╔══
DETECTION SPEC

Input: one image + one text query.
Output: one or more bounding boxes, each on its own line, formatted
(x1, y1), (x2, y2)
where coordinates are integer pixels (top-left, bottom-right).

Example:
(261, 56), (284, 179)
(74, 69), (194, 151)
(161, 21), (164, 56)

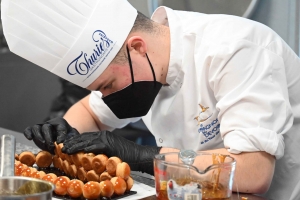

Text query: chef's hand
(61, 131), (161, 175)
(23, 117), (79, 154)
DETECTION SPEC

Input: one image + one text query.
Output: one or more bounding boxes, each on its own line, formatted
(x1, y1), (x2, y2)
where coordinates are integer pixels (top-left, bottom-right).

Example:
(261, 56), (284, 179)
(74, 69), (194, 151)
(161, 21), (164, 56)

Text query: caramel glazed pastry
(15, 147), (134, 198)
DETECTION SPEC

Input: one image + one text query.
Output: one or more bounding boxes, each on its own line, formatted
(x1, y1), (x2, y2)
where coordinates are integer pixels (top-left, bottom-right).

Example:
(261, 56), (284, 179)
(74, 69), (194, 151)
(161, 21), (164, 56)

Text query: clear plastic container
(154, 150), (236, 200)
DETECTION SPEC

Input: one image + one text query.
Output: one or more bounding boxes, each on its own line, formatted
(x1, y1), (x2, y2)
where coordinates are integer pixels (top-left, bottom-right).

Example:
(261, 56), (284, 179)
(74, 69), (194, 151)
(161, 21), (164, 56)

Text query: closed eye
(103, 84), (112, 90)
(100, 83), (114, 98)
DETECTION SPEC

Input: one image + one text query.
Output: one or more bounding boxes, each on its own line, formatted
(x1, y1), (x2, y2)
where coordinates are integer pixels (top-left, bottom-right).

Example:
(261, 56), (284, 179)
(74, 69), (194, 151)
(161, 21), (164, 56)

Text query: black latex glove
╚══
▶ _Exercise prompt_:
Every entry must be transcribed exactly. Pictures do not belong in the copy.

▶ _Solved problem_:
DETECTION SPEC

Input: one image + one text query.
Output: one or more bounding boxes, each on its own line, formatted
(x1, y1), (x2, y2)
where coordinates are integer pixels (top-left, bottom-right).

Example:
(261, 56), (284, 179)
(74, 69), (194, 151)
(161, 21), (164, 56)


Text query: chef's hand
(61, 131), (161, 175)
(23, 117), (79, 154)
DETECTION SPEC

Input: one image + one text query.
Output: one or more bounding boxes, each on its own line, formatted
(x1, y1), (x2, y2)
where coordinates are integer pixels (top-left, bottom-right).

Example:
(261, 56), (284, 179)
(74, 69), (194, 151)
(161, 21), (164, 56)

Text query: caramel glazed pastry
(15, 147), (134, 198)
DETECTION SPEC

Input: one image + one text query.
Output: one or more bounding boxes, each on its own line, formatted
(x1, y1), (x2, y2)
where coordinates are integer pixels (top-left, bottom-right).

Example:
(261, 56), (284, 179)
(74, 69), (194, 151)
(161, 21), (164, 56)

Text query: clear plastic container
(154, 150), (236, 200)
DETECTION SPEC

Input: one image + one text query.
Output: one or more bounding boxes, each on its own line, formatted
(x1, y1), (x2, y2)
where coordinates are integer pixels (top-left, bottom-right).

Example:
(261, 56), (284, 179)
(74, 69), (194, 151)
(161, 21), (164, 56)

Text query: closed eye
(103, 84), (112, 90)
(100, 83), (114, 98)
DETECTION SPEC

Input: one image + one text query.
Output: one or more bounding boxes, each on its own line, formatted
(x1, y1), (x2, y2)
where coordinates are integer pixels (top-left, bottom-right).

Example:
(261, 56), (284, 179)
(74, 69), (194, 151)
(161, 21), (164, 56)

Text query: black latex glove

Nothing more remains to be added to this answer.